> Consigne
Pouvez-vous recopier à l'identique le passage des enregistrements qui va de la ligne contenant "with green leaves." jusqu'à celle contenant "(1039, 419)", ces deux lignes comprises ?

> Données de l'exercice
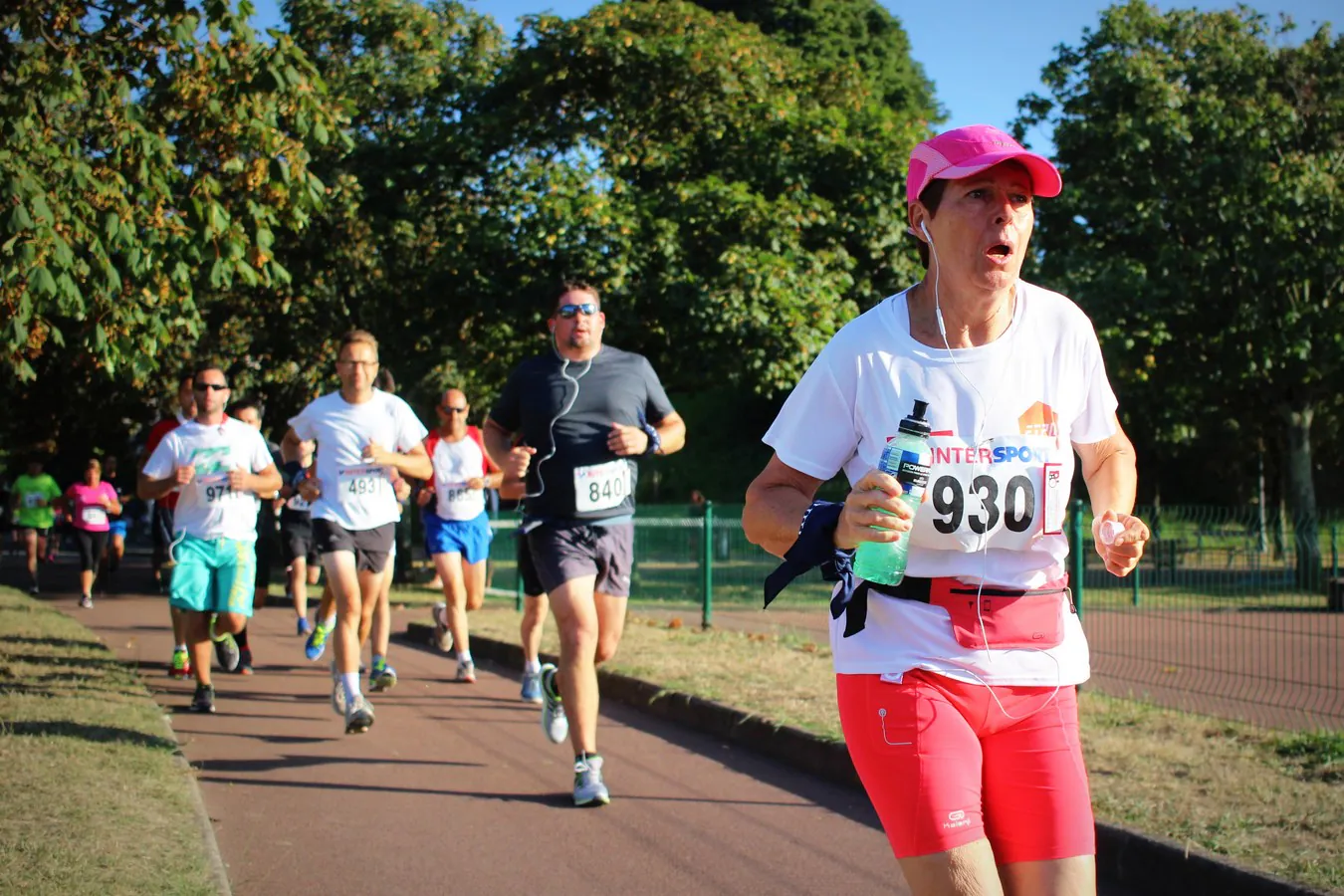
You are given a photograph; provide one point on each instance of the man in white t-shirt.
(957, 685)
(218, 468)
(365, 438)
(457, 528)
* * *
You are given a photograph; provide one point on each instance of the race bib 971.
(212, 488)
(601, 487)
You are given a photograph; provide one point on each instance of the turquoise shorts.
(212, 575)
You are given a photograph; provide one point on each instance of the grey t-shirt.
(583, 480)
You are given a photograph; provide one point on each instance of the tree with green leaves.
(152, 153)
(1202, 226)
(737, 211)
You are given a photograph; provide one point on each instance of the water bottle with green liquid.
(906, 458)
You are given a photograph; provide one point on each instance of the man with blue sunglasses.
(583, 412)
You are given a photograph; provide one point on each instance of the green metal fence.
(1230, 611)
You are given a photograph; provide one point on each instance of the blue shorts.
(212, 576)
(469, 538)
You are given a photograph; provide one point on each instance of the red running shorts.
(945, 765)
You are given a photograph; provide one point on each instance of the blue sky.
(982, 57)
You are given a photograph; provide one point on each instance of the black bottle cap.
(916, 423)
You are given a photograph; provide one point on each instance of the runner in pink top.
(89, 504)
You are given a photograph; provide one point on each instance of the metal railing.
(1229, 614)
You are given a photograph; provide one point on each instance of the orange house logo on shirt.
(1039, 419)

> Réponse
You are given a photograph; provide one point on each instance of the tree with green leaves.
(152, 153)
(1202, 226)
(737, 211)
You are given a photograph; provide one point on each instance of the water bottle with green liquid.
(906, 458)
You are given a photograph; provide one point on each instance of the man with blue sunglasses.
(583, 412)
You are given a photograph; provide one point on each instance of the green metal fence.
(1230, 611)
You are given a photograph; provide one point on each instance of the blue shorts.
(212, 576)
(469, 538)
You are given a photograph; provide one point on each instance of the red running shorts.
(945, 765)
You are given a photograph; provide one point on each instance of the blue sky.
(982, 57)
You are given a photograph; provide one point on each instance of the black bottle cap.
(916, 423)
You are given a photograph; provide one point on each instance of the runner in pink top.
(89, 504)
You are given a photograph; provide one point on each instance of the metal railing.
(1229, 614)
You are given a photograph; provide one point on each instance of the orange house logo on shirt.
(1039, 419)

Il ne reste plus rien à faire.